__What you have to do__
Copy the line with "of the circular" and all lines following it through the last line of the entries, exactly as written.

__Task inputs__

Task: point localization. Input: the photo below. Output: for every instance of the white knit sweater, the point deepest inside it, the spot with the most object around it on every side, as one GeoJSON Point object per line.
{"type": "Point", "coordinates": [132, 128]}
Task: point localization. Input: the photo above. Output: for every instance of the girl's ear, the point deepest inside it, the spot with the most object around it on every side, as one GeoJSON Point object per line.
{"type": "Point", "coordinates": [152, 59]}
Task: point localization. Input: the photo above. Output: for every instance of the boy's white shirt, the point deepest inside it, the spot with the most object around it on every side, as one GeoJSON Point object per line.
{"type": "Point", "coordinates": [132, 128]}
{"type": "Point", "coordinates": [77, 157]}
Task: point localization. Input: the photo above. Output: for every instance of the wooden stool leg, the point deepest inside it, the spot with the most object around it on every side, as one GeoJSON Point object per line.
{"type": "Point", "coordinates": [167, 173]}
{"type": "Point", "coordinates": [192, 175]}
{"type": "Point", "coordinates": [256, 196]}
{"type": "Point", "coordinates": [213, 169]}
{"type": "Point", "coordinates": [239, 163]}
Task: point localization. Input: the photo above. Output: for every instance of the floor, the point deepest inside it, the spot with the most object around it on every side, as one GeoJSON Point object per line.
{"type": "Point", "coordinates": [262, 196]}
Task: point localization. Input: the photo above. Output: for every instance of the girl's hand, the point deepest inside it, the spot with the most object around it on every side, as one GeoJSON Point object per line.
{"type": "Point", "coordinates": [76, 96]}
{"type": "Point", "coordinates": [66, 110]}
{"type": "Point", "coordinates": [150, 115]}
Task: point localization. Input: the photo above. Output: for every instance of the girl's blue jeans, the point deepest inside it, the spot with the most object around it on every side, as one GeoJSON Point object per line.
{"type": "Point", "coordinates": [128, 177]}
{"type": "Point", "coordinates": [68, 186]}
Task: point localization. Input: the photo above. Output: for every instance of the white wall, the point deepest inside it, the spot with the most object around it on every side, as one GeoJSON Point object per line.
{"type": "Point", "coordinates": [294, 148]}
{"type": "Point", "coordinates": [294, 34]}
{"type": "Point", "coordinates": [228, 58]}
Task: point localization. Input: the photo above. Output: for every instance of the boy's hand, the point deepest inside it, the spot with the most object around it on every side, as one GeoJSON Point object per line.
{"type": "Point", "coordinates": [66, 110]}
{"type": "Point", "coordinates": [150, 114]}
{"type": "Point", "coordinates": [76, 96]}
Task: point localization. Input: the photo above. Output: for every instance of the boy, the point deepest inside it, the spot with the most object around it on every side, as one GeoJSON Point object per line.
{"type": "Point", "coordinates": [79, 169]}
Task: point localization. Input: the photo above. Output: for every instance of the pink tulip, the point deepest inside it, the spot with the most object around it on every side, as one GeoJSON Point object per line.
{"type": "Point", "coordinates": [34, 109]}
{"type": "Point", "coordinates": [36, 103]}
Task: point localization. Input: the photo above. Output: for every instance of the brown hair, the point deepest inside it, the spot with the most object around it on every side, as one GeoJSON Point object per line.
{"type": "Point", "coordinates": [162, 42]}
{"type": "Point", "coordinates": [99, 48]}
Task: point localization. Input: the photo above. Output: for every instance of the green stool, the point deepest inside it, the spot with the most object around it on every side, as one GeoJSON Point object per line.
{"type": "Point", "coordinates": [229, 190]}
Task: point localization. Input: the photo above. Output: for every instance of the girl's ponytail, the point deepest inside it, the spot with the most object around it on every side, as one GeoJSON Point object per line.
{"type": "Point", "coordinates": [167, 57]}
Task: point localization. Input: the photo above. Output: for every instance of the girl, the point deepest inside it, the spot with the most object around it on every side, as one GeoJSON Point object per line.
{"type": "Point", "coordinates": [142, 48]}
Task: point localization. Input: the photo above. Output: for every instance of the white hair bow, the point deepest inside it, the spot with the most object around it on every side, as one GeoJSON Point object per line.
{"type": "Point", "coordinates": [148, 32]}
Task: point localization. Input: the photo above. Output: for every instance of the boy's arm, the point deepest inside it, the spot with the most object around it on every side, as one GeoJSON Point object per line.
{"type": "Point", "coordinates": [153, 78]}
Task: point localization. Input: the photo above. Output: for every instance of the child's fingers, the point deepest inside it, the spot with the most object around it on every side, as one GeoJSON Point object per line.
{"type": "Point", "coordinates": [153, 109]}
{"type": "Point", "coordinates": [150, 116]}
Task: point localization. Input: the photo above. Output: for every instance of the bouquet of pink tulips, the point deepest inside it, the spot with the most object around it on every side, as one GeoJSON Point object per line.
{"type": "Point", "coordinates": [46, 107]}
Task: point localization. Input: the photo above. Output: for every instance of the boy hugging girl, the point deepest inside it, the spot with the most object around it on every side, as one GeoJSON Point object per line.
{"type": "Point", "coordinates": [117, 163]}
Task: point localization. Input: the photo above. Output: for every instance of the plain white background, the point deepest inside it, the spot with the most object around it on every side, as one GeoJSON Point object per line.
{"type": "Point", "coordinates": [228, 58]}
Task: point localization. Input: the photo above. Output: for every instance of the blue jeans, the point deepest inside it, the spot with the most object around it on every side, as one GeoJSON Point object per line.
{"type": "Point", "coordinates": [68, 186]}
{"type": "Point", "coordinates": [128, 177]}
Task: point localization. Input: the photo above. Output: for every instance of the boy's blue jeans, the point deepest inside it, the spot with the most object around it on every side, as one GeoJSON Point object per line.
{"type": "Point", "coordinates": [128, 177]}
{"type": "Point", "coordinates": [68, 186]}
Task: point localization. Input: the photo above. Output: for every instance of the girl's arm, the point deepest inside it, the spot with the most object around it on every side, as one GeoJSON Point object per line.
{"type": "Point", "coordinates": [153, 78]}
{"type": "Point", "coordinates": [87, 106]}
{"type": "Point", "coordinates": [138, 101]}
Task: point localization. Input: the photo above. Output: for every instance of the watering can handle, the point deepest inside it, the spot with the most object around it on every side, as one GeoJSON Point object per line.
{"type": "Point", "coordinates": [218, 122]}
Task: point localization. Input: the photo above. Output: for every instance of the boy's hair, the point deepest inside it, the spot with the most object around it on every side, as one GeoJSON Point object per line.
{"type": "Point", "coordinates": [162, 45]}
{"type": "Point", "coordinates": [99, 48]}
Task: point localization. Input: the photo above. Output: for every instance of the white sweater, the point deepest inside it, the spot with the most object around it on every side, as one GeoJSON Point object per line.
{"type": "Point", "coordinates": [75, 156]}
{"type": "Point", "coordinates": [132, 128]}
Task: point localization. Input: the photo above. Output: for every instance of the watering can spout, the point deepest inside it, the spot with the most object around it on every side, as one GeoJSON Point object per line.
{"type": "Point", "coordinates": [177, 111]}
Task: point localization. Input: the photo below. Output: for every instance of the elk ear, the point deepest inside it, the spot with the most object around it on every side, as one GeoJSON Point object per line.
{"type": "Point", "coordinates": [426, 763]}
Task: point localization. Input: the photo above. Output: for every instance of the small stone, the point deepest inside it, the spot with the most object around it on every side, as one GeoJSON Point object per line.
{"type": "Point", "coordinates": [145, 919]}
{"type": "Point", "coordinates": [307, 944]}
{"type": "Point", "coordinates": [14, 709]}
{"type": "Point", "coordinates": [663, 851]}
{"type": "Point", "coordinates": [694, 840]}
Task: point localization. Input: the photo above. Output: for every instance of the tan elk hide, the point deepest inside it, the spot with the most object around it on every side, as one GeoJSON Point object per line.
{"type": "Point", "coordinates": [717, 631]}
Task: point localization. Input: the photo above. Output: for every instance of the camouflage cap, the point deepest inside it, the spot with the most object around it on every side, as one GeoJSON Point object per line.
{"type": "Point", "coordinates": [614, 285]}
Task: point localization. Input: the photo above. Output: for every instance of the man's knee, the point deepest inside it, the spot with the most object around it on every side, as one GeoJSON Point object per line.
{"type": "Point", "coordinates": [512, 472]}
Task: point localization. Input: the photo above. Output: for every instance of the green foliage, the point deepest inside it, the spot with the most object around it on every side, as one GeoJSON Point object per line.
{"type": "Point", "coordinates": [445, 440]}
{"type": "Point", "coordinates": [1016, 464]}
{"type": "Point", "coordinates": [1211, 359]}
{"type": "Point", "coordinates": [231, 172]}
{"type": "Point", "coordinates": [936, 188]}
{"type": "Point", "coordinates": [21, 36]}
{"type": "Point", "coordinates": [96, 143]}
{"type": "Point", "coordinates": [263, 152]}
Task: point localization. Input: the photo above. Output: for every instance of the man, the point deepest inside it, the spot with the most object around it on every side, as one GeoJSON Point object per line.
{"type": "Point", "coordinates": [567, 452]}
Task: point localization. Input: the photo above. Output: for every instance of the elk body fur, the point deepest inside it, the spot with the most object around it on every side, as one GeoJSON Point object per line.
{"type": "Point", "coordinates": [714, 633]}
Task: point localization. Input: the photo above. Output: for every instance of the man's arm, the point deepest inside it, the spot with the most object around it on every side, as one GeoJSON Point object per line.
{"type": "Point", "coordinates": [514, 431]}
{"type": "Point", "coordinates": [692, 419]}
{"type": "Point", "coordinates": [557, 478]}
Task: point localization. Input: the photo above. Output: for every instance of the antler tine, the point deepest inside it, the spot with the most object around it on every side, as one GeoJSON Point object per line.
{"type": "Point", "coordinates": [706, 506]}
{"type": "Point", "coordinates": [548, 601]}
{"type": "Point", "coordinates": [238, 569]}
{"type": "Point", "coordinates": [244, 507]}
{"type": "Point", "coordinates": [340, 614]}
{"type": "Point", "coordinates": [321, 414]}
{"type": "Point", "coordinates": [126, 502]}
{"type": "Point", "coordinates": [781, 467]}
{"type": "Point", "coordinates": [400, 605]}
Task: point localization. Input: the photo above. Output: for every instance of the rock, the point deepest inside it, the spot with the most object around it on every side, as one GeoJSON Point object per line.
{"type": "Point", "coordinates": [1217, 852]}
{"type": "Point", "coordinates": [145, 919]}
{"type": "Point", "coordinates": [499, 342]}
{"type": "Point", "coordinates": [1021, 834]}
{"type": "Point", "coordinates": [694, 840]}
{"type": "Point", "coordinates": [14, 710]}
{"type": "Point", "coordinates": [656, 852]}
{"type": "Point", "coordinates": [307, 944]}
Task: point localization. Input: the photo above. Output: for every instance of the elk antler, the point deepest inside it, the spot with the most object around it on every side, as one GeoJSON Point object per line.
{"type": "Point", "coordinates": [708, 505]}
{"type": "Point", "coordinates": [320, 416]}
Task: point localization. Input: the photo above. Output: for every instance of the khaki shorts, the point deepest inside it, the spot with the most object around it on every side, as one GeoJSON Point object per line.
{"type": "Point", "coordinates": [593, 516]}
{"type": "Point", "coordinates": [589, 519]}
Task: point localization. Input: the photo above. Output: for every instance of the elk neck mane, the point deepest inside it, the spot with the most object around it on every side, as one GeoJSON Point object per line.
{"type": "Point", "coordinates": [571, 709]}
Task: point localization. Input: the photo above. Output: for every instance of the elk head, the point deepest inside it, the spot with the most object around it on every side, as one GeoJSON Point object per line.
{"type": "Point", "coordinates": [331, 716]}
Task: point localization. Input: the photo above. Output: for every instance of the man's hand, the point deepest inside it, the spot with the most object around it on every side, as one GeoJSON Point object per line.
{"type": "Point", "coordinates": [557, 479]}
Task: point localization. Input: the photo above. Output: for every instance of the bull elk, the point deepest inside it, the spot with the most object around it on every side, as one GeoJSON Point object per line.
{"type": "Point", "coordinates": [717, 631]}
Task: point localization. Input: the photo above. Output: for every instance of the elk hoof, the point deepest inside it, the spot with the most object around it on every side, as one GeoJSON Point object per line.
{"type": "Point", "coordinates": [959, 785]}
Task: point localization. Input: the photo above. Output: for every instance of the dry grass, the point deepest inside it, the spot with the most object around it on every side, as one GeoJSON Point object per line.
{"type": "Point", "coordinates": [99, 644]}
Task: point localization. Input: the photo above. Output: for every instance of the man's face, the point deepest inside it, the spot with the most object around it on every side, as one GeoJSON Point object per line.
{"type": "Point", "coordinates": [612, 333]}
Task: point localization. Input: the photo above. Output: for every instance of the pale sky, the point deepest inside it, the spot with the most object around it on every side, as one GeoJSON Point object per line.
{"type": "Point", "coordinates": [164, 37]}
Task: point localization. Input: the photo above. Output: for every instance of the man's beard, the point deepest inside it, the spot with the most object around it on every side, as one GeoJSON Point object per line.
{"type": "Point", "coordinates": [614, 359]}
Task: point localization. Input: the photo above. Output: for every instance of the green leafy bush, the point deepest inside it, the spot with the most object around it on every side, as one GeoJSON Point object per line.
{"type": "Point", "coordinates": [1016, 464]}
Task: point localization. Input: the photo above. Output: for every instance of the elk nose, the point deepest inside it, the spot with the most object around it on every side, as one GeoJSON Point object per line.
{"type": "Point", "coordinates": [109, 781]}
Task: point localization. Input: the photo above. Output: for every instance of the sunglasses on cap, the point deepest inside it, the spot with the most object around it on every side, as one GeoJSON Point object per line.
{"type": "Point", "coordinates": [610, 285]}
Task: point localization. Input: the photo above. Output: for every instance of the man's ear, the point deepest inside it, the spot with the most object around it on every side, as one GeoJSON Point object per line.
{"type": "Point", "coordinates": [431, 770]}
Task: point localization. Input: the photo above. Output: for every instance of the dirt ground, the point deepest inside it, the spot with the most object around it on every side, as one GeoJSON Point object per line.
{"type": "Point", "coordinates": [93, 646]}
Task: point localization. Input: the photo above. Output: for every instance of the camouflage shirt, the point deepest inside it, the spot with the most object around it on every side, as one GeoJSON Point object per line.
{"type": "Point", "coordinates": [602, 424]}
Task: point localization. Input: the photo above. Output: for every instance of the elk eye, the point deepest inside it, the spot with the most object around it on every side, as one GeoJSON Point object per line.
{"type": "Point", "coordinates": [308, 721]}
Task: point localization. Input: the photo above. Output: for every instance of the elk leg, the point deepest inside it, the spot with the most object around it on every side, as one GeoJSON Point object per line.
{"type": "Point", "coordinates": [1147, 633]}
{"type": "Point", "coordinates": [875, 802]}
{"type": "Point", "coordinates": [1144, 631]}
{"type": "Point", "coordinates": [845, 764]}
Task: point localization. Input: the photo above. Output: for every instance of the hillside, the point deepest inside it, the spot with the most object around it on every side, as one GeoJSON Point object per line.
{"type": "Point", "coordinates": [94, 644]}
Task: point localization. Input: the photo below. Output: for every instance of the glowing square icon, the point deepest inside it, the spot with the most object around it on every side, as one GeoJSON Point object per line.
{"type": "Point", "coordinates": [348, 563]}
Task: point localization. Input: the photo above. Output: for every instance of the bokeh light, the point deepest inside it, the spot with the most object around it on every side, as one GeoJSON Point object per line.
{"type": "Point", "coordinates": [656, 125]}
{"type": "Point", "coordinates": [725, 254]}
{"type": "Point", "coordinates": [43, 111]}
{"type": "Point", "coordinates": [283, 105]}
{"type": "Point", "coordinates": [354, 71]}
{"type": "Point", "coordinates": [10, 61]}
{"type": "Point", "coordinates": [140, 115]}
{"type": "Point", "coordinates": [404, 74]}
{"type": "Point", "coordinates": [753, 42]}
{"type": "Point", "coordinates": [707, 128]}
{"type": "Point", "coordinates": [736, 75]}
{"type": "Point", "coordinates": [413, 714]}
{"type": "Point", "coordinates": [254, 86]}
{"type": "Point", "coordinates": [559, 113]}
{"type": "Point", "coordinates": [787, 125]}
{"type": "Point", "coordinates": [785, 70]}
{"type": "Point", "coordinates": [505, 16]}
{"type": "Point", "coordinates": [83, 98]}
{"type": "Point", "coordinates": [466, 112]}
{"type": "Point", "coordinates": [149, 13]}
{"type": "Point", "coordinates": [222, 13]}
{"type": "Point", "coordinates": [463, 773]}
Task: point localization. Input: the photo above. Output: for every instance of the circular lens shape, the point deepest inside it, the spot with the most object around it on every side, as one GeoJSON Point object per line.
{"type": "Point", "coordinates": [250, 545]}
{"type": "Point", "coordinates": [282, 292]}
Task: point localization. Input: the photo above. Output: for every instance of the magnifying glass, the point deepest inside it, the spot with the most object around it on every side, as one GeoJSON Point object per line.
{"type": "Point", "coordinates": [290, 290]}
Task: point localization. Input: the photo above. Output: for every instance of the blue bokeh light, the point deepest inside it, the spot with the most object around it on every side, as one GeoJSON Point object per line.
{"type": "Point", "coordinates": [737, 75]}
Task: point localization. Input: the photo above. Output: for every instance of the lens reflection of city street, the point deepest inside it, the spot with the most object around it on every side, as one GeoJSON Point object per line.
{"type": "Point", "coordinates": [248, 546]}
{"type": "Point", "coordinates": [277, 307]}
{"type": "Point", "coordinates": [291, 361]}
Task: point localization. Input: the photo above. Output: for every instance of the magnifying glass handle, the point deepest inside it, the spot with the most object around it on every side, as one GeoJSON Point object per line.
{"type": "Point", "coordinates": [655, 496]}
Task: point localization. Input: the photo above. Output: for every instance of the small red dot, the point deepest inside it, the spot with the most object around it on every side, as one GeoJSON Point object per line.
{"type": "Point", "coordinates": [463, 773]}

__Response__
Task: point localization. Input: the photo above. Output: for every instance of the circular lens shape, the point deepest inside it, the spot with the most object around it on every side, as one GeoJSON Point object per line.
{"type": "Point", "coordinates": [250, 545]}
{"type": "Point", "coordinates": [282, 292]}
Task: point localization. Input: the photo above. Output: for every instance of the magnifying glass, the point deepest inside it, the spot with the most object around it on every side, as one GeoJSON Point object per line.
{"type": "Point", "coordinates": [290, 290]}
Task: point localization. Input: the photo above. Output: for every instance of the blue bokeh light, the point deepest inside it, the spot with the most object around it on every side, as one GeoJSON Point object per line.
{"type": "Point", "coordinates": [737, 75]}
Task: point localization. Input: the photo above. Output: for every instance of the lens reflection of city street, the point deepest inside it, the spot with the most object around it on every side, as one GeoJSON Point object per line.
{"type": "Point", "coordinates": [248, 546]}
{"type": "Point", "coordinates": [277, 307]}
{"type": "Point", "coordinates": [291, 361]}
Task: point localization. Input: the photo above. Output: for every instance of the magnifying glass handle, the point deepest inside it, the spot with the most object around it on every side, as one GeoJSON Point object per line.
{"type": "Point", "coordinates": [655, 496]}
Task: point localization. Input: the photo above. Output: for every instance of the small red dot, the point deepest inside it, the spot with the most object around it on every side, as one GeoJSON Point object per line.
{"type": "Point", "coordinates": [463, 773]}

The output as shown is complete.